● Written instruction
Pick out each line in the listing below that contains the word "woman", and copy those lines in full.

[Items listed in a dataset]
■ ■ ■ ■
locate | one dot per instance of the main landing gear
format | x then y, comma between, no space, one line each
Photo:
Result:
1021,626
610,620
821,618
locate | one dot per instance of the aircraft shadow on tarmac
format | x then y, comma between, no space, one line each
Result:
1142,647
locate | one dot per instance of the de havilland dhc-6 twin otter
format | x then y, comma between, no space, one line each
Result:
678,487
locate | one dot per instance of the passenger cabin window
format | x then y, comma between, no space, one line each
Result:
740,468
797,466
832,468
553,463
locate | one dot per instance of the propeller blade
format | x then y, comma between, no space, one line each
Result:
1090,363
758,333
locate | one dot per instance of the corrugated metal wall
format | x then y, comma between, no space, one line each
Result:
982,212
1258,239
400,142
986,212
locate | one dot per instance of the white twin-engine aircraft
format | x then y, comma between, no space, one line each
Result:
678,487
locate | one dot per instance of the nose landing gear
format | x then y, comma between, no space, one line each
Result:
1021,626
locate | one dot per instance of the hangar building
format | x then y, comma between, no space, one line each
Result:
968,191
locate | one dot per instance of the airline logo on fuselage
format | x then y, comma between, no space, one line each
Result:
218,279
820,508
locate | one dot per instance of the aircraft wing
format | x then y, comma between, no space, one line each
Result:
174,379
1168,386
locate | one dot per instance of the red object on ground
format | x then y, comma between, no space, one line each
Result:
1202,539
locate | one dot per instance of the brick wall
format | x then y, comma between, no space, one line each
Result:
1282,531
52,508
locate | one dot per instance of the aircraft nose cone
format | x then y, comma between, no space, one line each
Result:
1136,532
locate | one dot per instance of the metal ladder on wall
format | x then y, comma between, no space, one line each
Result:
■ ■ ■ ■
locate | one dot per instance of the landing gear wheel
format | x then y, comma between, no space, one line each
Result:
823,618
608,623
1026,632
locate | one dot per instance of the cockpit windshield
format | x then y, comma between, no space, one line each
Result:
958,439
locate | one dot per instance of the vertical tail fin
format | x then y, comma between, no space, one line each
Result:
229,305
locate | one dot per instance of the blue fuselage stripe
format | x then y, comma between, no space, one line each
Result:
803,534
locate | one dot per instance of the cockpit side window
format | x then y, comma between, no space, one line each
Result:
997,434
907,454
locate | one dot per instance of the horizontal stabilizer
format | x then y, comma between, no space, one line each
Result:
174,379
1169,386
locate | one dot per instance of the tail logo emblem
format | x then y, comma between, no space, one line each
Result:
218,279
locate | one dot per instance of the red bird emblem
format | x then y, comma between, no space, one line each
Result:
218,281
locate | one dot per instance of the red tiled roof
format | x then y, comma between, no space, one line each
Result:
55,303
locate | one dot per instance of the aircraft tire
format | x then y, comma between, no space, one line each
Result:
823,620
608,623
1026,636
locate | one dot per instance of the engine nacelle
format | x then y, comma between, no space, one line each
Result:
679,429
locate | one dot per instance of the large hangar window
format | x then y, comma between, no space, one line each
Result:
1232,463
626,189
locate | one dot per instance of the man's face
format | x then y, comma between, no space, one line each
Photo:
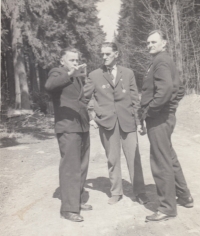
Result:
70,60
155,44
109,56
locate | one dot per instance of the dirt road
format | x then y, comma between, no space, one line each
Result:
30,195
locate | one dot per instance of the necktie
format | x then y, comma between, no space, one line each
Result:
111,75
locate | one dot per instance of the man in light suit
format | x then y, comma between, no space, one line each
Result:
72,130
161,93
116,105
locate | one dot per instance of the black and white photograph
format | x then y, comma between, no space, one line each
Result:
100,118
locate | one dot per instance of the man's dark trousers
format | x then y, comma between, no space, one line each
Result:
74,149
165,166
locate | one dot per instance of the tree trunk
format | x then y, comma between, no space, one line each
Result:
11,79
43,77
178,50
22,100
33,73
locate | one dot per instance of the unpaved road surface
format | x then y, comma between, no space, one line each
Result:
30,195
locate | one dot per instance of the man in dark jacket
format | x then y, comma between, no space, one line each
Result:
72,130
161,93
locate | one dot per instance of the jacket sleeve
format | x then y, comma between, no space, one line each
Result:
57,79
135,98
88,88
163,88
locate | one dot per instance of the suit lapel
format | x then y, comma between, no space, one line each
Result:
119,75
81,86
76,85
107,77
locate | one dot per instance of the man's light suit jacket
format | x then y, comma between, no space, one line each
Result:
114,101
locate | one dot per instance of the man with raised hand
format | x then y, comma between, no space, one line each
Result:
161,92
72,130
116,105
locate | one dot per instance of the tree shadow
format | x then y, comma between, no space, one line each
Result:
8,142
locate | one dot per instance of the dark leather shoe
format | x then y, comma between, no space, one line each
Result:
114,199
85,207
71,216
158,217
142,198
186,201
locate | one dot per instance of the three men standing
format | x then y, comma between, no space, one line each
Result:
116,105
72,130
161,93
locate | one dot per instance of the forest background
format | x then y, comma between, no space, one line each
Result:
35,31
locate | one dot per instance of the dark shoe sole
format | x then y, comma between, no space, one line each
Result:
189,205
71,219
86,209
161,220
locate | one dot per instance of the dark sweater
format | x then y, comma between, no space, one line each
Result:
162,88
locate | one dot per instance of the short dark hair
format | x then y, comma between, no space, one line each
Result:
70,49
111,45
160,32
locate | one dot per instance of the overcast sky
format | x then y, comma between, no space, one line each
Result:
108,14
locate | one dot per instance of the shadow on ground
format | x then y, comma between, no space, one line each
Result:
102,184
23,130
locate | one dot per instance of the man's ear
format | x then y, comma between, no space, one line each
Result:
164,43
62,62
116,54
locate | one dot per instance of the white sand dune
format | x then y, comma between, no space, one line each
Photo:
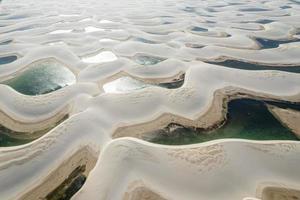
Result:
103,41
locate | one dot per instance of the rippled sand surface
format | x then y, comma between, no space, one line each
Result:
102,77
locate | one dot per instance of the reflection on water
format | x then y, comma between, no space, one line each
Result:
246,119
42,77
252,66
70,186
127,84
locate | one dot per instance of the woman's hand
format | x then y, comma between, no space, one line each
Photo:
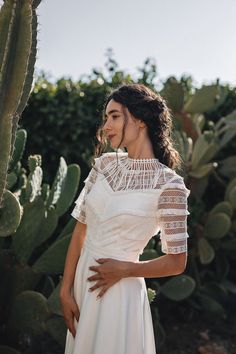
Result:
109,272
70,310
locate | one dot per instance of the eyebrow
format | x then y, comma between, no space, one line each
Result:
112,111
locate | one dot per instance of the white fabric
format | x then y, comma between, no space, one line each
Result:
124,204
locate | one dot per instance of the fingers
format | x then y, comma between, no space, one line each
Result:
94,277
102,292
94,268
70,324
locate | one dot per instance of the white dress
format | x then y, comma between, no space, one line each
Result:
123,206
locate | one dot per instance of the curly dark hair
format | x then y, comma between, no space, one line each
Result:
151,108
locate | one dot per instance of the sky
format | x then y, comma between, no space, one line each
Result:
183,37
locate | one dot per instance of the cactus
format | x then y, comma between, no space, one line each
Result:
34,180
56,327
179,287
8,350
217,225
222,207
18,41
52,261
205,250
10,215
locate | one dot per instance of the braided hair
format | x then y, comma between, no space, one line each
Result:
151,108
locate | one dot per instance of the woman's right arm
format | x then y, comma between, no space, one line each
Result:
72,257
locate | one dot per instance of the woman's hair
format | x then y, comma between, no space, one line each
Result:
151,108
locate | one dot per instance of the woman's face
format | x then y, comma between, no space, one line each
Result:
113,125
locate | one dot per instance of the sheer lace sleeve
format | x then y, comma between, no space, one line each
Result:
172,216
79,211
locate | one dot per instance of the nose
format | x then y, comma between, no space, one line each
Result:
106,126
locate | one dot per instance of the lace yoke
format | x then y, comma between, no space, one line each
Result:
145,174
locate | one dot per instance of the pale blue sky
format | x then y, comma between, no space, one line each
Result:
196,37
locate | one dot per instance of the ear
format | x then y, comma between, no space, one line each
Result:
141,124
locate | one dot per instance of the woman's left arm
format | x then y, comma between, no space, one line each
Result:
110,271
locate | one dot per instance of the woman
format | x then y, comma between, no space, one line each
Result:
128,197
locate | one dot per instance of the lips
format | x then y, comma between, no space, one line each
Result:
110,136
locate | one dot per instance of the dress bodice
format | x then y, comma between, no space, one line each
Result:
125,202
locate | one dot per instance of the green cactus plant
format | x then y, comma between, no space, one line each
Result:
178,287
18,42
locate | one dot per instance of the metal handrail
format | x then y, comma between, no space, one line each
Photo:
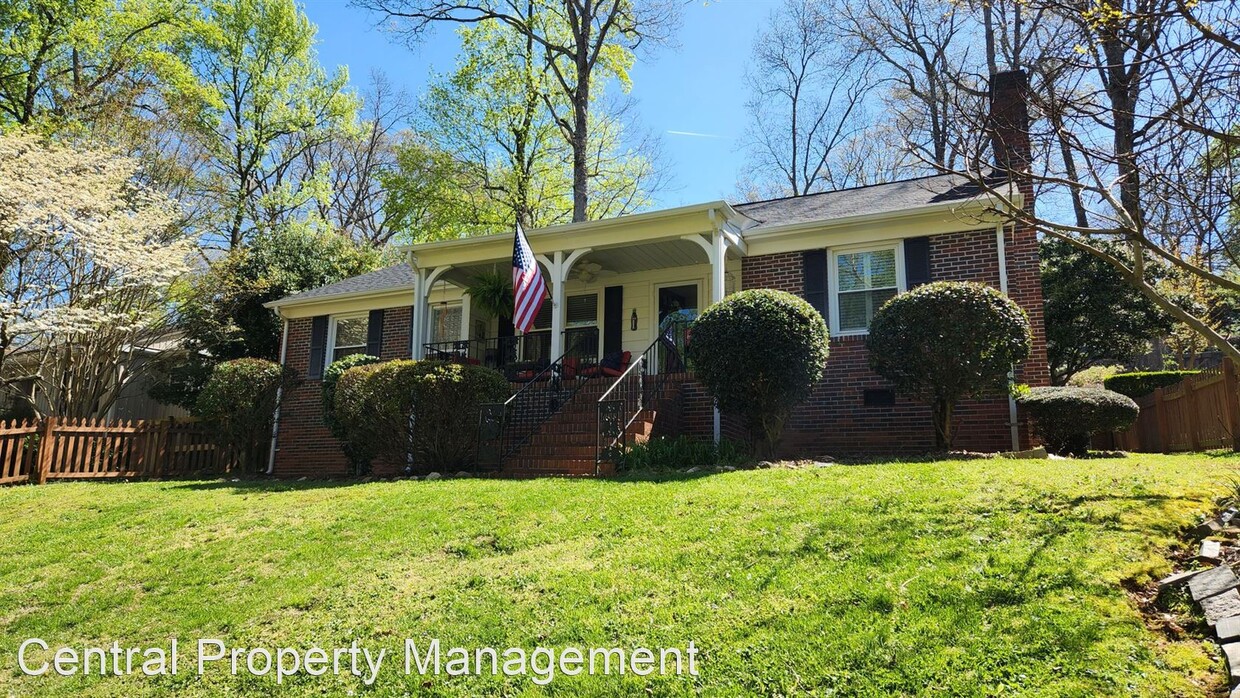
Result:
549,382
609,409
■ ■ ■ ■
● Task output
locate | one dot per instance of the woman's hand
locate | one dot per instance of the woman's right arm
locate | one dot per instance of the woman's hair
locate | one dot per instance of the woman's face
locate | one dot per instance of the woman's left arm
locate | one dot per instance of the woman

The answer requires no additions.